Rewrite the material with every "photo" changed to "image", keeping everything else the same and leaving the pictures out.

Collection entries
◆ ◆ ◆ ◆ ◆ ◆ ◆
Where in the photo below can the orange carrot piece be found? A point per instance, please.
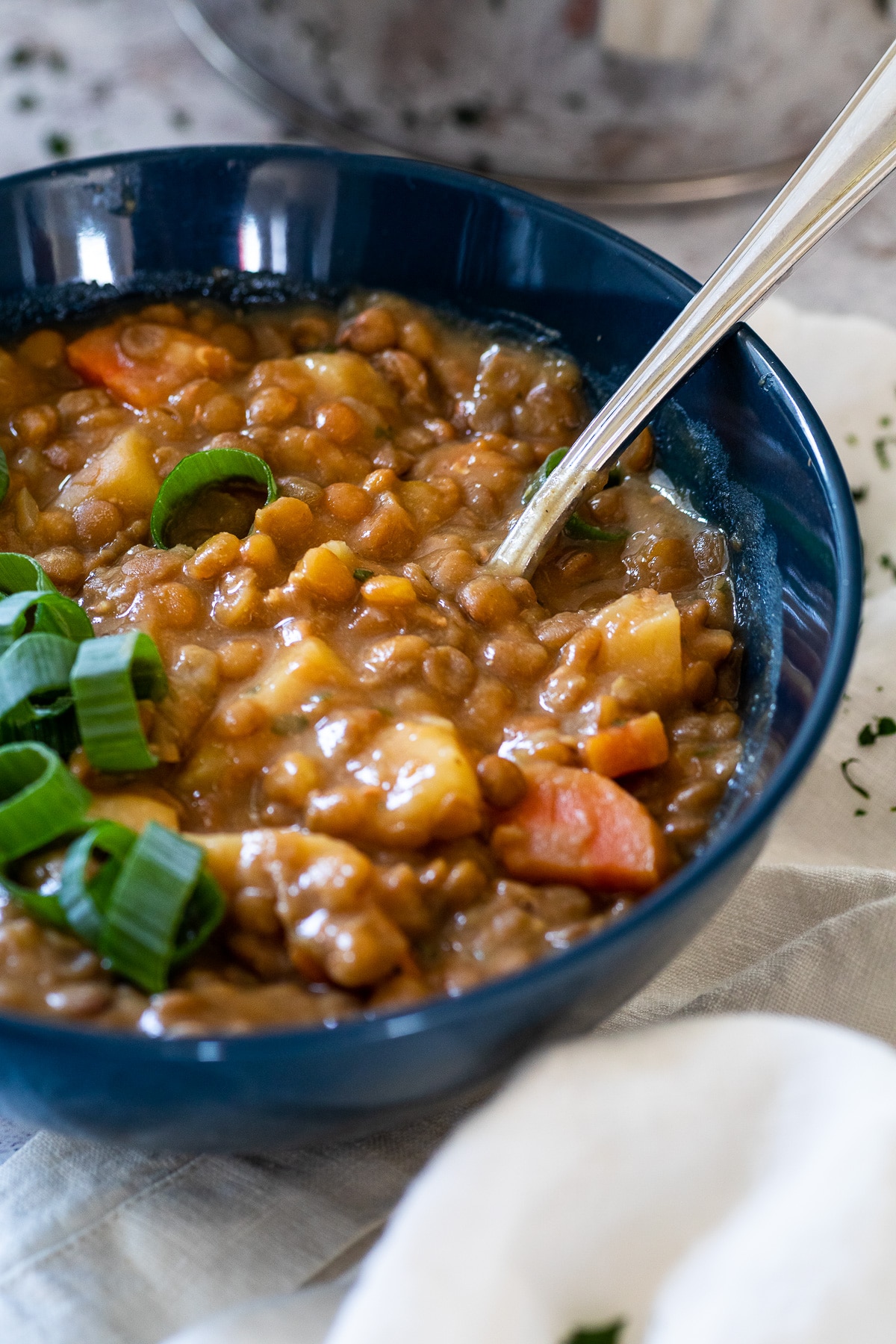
(574, 826)
(638, 745)
(172, 358)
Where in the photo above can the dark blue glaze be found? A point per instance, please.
(762, 465)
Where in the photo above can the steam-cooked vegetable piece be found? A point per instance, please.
(638, 745)
(428, 788)
(134, 811)
(346, 374)
(642, 643)
(124, 473)
(144, 363)
(574, 826)
(296, 673)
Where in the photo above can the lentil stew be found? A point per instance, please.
(406, 774)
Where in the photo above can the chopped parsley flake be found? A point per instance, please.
(598, 1334)
(869, 734)
(58, 146)
(284, 725)
(844, 771)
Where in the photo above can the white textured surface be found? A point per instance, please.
(89, 77)
(729, 1179)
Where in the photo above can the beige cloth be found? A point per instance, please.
(101, 1246)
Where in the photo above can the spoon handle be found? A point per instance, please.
(847, 164)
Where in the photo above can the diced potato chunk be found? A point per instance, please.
(305, 871)
(347, 374)
(641, 643)
(132, 809)
(429, 788)
(294, 673)
(124, 473)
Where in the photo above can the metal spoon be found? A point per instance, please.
(847, 164)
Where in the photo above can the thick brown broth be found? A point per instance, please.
(410, 776)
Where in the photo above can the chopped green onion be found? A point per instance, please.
(575, 526)
(160, 909)
(582, 531)
(40, 801)
(543, 472)
(20, 573)
(215, 467)
(34, 676)
(109, 676)
(84, 900)
(50, 613)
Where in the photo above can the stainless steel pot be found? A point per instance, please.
(605, 100)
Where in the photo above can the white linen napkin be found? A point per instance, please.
(726, 1179)
(656, 30)
(104, 1246)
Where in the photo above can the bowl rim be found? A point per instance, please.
(444, 1009)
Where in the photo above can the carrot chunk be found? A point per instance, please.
(143, 363)
(638, 745)
(574, 826)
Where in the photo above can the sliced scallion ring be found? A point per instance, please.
(111, 673)
(50, 613)
(215, 467)
(160, 909)
(40, 799)
(575, 526)
(84, 900)
(582, 531)
(22, 573)
(34, 676)
(543, 472)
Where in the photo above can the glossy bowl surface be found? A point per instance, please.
(262, 223)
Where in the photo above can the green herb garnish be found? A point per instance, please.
(869, 734)
(598, 1334)
(844, 771)
(575, 527)
(287, 724)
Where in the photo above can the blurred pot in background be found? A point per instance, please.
(610, 100)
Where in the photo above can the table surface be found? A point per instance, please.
(89, 77)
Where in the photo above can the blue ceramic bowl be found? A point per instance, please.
(262, 223)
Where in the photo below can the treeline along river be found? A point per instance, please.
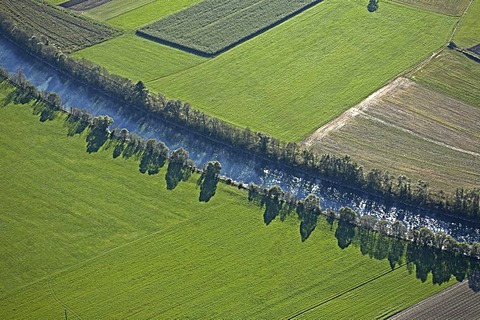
◆ ◆ ◆ ◆ ◆ ◆ ◆
_Solution_.
Where in the image below can the orange carrot piece be found? A point per instance, please.
(574, 826)
(638, 745)
(172, 358)
Where in the image above can the dark blue glaze be found? A point per instance, please.
(762, 465)
Where in the image above can the steam-cooked vegetable piece be found? A point per instance, please.
(638, 745)
(428, 788)
(134, 811)
(346, 374)
(642, 643)
(124, 473)
(144, 363)
(574, 826)
(296, 673)
Where in the image above can the lentil stew be found? A point per instance, please.
(406, 774)
Where in the image above can the chopped parsley flake be found? A point per instance, please.
(598, 1334)
(869, 734)
(58, 146)
(284, 725)
(844, 771)
Where in the image above can the white textured surface be found? A point per instance, please.
(89, 77)
(729, 1179)
Where in the image above can the beige cloth be found? A point per instance, please.
(101, 1246)
Where in the image above can the spoon handle be found? A point per instance, please.
(847, 164)
Where in the image above can the diced potato chunk be found? A point per instance, please.
(305, 871)
(347, 374)
(641, 643)
(132, 809)
(429, 788)
(294, 673)
(124, 473)
Where in the image above can the metal spoon be found? A point per instance, please.
(847, 164)
Where in the image above can the thick brown broth be found? A point per instance, please.
(410, 776)
Where in the image above can the chopped green onion be found? A point per instance, please.
(575, 526)
(160, 909)
(582, 531)
(40, 801)
(543, 472)
(20, 573)
(215, 467)
(34, 676)
(109, 676)
(84, 900)
(50, 613)
Where in the image above can the stainless steel pot be found? A point per instance, please.
(605, 100)
Where in the image above can the white linen napkin be found? A point per instance, please.
(726, 1179)
(656, 30)
(104, 1246)
Where in the image above can the bowl rim be found? A point per instance, please.
(444, 1009)
Where in the image above can the carrot chunk be found? A point per instance, please.
(143, 363)
(638, 745)
(574, 826)
Where in the image above can the sliced scallion ring be found? A point per instance, please.
(111, 673)
(50, 613)
(215, 467)
(160, 909)
(40, 799)
(575, 526)
(84, 900)
(582, 531)
(22, 573)
(34, 676)
(543, 472)
Where in the image above can the glossy bowl surface be found? A point per instance, please.
(262, 223)
Where in the image above can the green herb garnish be found? A point per instance, please.
(869, 734)
(598, 1334)
(844, 771)
(575, 527)
(287, 724)
Where in the image above can the blurred pot in background be found? A point per instance, please.
(610, 100)
Where in the image above can the table surface be found? A point per instance, please.
(89, 77)
Where in the image above can the blue ceramic bowl be found? A point per instance, please.
(262, 223)
Where in the image below can the treeline along river be found? A point per instance, please.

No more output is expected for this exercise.